### DOCUMENT
Setting up ulimit for ArrayServer
From Array Suite Wiki
When ArrayServer is running a large number of analyses, such as parallel jobs for 200 alignments. You may get Thread creation failed error. The error is caused by the limit in a linux machine. Make sure the ulimit for "max user processes" and "open files" are set to the max value: 65536. You can check the values by typing: ulimit -a.
$ ulimit -a core file size (blocks, -c) 0 data seg size (kbytes, -d) unlimited scheduling priority (-e) 0 file size (blocks, -f) unlimited pending signals (-i) 515184 max locked memory (kbytes, -l) 64 max memory size (kbytes, -m) unlimited open files (-n) 65536 pipe size (512 bytes, -p) 8 POSIX message queues (bytes, -q) 819200 real-time priority (-r) 0 stack size (kbytes, -s) 10240 cpu time (seconds, -t) unlimited max user processes (-u) 65536 virtual memory (kbytes, -v) unlimited file locks (-x) unlimited
Modify ulimit in two config files following ulimit setup wiki.
Most of time, the error is caused by the process (-u) and open files (-n) limits.

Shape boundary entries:
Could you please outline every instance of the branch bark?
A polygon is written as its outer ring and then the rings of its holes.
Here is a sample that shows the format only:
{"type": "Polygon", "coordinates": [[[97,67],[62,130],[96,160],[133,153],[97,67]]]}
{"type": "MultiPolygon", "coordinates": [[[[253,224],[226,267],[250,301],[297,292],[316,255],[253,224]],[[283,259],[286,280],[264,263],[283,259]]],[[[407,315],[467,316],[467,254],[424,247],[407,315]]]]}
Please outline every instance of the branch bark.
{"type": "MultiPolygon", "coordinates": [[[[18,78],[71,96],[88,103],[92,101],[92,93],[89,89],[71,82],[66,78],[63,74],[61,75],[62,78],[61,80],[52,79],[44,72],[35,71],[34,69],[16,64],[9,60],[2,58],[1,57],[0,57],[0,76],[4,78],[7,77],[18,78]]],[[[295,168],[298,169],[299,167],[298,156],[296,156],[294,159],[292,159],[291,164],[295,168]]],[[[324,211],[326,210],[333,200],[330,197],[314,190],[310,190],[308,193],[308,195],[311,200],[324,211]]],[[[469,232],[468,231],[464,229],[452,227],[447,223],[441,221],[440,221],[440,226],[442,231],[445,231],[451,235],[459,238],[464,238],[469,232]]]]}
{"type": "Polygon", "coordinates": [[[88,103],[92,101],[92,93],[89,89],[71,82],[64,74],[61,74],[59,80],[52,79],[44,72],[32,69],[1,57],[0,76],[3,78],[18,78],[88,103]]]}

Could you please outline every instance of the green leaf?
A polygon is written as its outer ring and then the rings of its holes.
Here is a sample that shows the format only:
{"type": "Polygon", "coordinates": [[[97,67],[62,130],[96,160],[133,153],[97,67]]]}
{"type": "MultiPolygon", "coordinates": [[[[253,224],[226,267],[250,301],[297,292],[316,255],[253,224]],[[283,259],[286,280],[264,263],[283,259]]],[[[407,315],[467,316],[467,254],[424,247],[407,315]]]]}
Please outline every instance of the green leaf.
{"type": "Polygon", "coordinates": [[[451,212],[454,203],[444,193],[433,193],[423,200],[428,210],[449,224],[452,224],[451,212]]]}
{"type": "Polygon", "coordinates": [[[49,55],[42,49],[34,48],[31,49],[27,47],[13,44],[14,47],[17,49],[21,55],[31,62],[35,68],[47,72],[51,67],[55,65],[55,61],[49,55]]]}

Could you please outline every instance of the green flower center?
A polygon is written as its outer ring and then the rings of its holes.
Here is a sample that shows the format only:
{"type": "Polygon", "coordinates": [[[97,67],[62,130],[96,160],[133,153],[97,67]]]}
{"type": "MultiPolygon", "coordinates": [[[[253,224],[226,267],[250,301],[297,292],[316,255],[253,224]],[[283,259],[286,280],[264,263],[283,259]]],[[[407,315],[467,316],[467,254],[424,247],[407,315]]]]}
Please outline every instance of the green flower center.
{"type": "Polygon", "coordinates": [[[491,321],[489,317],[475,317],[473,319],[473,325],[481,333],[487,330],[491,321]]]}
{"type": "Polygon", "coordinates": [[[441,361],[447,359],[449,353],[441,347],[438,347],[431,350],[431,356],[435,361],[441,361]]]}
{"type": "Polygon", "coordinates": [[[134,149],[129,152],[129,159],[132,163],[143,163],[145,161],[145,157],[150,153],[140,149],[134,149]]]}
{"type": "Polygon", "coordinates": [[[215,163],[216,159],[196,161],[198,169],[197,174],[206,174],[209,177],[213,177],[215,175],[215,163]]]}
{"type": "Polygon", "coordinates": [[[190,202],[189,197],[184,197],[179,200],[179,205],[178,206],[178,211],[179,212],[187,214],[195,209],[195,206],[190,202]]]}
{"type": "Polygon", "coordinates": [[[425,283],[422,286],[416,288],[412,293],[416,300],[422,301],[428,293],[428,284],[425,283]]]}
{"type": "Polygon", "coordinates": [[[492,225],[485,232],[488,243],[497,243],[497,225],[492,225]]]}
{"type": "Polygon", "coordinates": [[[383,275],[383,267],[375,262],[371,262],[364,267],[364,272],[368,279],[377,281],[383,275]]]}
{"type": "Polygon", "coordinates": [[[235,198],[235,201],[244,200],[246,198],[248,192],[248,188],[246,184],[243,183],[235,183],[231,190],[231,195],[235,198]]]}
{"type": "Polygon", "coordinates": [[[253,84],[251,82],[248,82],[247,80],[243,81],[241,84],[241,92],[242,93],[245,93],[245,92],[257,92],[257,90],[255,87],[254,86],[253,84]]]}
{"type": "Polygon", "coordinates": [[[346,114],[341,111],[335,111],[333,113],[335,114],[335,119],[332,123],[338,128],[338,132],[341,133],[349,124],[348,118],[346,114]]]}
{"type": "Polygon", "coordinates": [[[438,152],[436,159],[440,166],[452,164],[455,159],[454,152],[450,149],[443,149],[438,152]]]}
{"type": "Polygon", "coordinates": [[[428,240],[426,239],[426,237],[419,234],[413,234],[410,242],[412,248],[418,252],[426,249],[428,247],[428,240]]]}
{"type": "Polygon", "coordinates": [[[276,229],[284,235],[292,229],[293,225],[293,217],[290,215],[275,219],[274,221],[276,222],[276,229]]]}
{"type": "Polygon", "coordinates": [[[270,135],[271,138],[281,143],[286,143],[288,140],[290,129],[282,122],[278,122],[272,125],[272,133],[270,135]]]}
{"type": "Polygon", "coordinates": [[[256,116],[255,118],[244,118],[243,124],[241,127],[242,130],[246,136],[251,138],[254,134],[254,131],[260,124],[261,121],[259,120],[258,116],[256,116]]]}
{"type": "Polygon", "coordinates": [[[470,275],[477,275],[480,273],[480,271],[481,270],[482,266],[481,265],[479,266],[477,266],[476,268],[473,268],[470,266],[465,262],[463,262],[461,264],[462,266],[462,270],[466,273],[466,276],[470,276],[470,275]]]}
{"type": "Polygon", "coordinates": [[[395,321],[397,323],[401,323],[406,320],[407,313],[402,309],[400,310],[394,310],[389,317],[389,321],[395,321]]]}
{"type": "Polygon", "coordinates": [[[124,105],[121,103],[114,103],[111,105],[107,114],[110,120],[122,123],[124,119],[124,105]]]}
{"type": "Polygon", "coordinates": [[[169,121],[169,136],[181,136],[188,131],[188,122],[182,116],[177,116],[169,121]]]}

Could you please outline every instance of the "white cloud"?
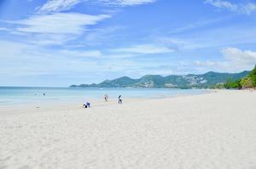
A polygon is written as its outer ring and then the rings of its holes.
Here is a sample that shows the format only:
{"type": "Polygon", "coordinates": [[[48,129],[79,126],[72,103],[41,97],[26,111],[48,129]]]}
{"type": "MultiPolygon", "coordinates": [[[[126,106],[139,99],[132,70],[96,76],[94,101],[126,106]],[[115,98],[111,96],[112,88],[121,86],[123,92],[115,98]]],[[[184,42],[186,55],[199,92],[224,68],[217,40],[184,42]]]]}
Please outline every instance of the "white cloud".
{"type": "Polygon", "coordinates": [[[218,8],[226,8],[233,12],[250,14],[256,10],[256,3],[232,3],[229,1],[223,0],[206,0],[206,3],[209,3],[218,8]]]}
{"type": "Polygon", "coordinates": [[[256,52],[253,51],[227,48],[222,49],[221,53],[234,67],[247,69],[253,67],[256,64],[256,52]]]}
{"type": "Polygon", "coordinates": [[[77,13],[56,13],[54,14],[34,15],[26,20],[13,21],[22,26],[17,31],[51,34],[81,34],[88,25],[109,18],[110,15],[90,15],[77,13]]]}
{"type": "Polygon", "coordinates": [[[60,12],[68,10],[82,0],[49,0],[39,9],[40,13],[60,12]]]}
{"type": "Polygon", "coordinates": [[[29,43],[61,45],[89,31],[90,25],[96,25],[110,17],[107,14],[90,15],[77,13],[38,14],[21,20],[5,21],[15,25],[15,28],[2,30],[13,35],[26,37],[27,38],[24,38],[25,42],[29,43]]]}
{"type": "Polygon", "coordinates": [[[75,50],[61,50],[59,52],[61,55],[76,58],[96,58],[102,55],[101,51],[89,50],[89,51],[75,51],[75,50]]]}
{"type": "Polygon", "coordinates": [[[55,13],[69,10],[82,2],[108,4],[119,7],[135,6],[154,3],[156,0],[49,0],[38,10],[39,13],[55,13]]]}
{"type": "Polygon", "coordinates": [[[0,31],[9,31],[9,29],[5,28],[5,27],[0,27],[0,31]]]}
{"type": "Polygon", "coordinates": [[[151,3],[156,2],[156,0],[98,0],[99,2],[107,3],[115,6],[135,6],[144,3],[151,3]]]}
{"type": "Polygon", "coordinates": [[[241,50],[236,48],[226,48],[221,51],[223,60],[195,61],[190,65],[199,72],[209,70],[222,72],[239,72],[249,70],[256,65],[256,52],[241,50]]]}
{"type": "Polygon", "coordinates": [[[159,45],[154,44],[141,44],[130,48],[112,49],[112,52],[125,53],[125,54],[165,54],[174,52],[173,49],[159,45]]]}

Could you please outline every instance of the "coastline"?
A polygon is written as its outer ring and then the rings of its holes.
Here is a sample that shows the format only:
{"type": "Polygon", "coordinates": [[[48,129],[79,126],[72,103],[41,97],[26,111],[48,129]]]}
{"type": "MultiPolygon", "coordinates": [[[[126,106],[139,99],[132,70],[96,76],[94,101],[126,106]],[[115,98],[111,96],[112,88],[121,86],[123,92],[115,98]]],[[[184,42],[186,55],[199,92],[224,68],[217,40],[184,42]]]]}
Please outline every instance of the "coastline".
{"type": "Polygon", "coordinates": [[[1,113],[0,167],[255,168],[255,99],[212,90],[1,113]]]}

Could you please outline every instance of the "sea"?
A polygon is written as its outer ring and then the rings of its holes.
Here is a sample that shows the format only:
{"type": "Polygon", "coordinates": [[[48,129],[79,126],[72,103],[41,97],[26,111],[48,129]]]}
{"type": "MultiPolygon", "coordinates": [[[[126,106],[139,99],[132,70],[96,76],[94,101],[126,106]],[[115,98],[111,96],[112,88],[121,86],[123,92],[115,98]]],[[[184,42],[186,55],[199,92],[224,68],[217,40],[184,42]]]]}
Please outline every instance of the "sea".
{"type": "Polygon", "coordinates": [[[69,101],[80,103],[91,99],[103,100],[105,94],[108,94],[110,99],[117,99],[119,95],[125,99],[167,98],[205,93],[207,91],[203,89],[0,87],[0,107],[69,101]]]}

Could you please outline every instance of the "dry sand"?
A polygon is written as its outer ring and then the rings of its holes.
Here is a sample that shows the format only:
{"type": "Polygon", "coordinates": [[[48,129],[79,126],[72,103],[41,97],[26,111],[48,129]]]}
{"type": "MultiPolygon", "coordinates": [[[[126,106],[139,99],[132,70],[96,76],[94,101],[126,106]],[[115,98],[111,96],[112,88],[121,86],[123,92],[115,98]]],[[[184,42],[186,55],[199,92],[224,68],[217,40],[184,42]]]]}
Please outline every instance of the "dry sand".
{"type": "Polygon", "coordinates": [[[256,169],[256,92],[115,101],[0,109],[0,168],[256,169]]]}

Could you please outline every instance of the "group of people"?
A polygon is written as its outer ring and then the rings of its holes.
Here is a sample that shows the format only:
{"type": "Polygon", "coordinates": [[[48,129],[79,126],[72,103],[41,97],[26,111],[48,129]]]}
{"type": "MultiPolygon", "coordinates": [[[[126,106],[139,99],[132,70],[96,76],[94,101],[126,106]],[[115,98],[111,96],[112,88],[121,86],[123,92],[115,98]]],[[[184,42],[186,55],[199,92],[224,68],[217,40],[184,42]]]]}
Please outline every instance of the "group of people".
{"type": "MultiPolygon", "coordinates": [[[[122,98],[121,97],[122,97],[121,95],[119,96],[119,104],[122,104],[122,98]]],[[[108,94],[104,95],[104,99],[105,99],[105,102],[108,101],[108,94]]]]}
{"type": "MultiPolygon", "coordinates": [[[[108,94],[105,94],[104,95],[104,99],[105,99],[105,102],[108,102],[108,94]]],[[[119,104],[122,104],[122,96],[119,95],[119,104]]],[[[84,108],[90,108],[90,102],[87,102],[86,104],[83,104],[83,107],[84,108]]]]}

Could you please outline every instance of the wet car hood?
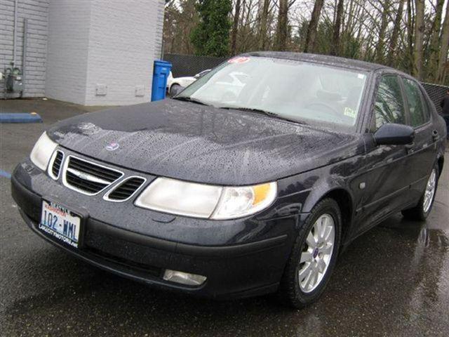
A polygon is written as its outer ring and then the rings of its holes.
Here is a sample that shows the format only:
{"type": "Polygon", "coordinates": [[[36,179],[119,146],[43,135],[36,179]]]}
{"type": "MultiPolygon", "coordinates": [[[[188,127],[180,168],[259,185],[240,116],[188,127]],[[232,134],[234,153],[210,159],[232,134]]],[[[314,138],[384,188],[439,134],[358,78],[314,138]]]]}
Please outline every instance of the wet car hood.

### REQUESTS
1. According to the ArrayServer ulimit page, what value should "max user processes" and "open files" be set to?
2. Please continue the ArrayServer ulimit page after its final sentence.

### WRITTEN ANSWERS
1. 65536

2.
In Linux, ArrayServer is run under Mono platform. Each mono job may occupy up to 20 processes (to open files, loading dll, etc.). Therefore, our recommendation is to change the process limit and file limit from 1024 to 65536 to make sure your server can handle hundreds of jobs.
Note: When ArrayServer is running on a cluster submission machine and with cluster enabled, most of jobs are running on the cluster nodes. ArrayServer will create processes in submission machine to monitor the project progress. For each qsub job, it will have a process to monitor the cluster job progress using qstat/qacct. These jobs are not computational intensive but they will use the quotas. Therefore, the limit on the cluster submission machine will also cause the error.
Login as root to change system settings.
There are two places where changes need to be recorded:
sysctl.conf is for setting a system wide ceiling:
# max open files (systemic limit) fs.file-max = 65536
limits.conf is for setting a user space floor and ceiling:
Ensure both a hard limit and a soft limit are set, otherwise the setting will not become active.
For example: to set the number of files and processes any user of the system may have open at a given time to 65536
* soft nofile 65536 * hard nofile 65536 * soft nproc 65536 * hard nproc 65536
Note, user * does not include user root. You should additional lines for root.
root soft nofile 65536 root hard nofile 65536 root soft nproc 65536 root hard nproc 65536
You have to log out and login again to make these limit effective.
Login as ArrayServer admin linux account, double check these limits using
ulimit -a before restarting ArrayServer to use the system settings. For more information, please google "Increasing ulimit number of files and processes limit on Linux".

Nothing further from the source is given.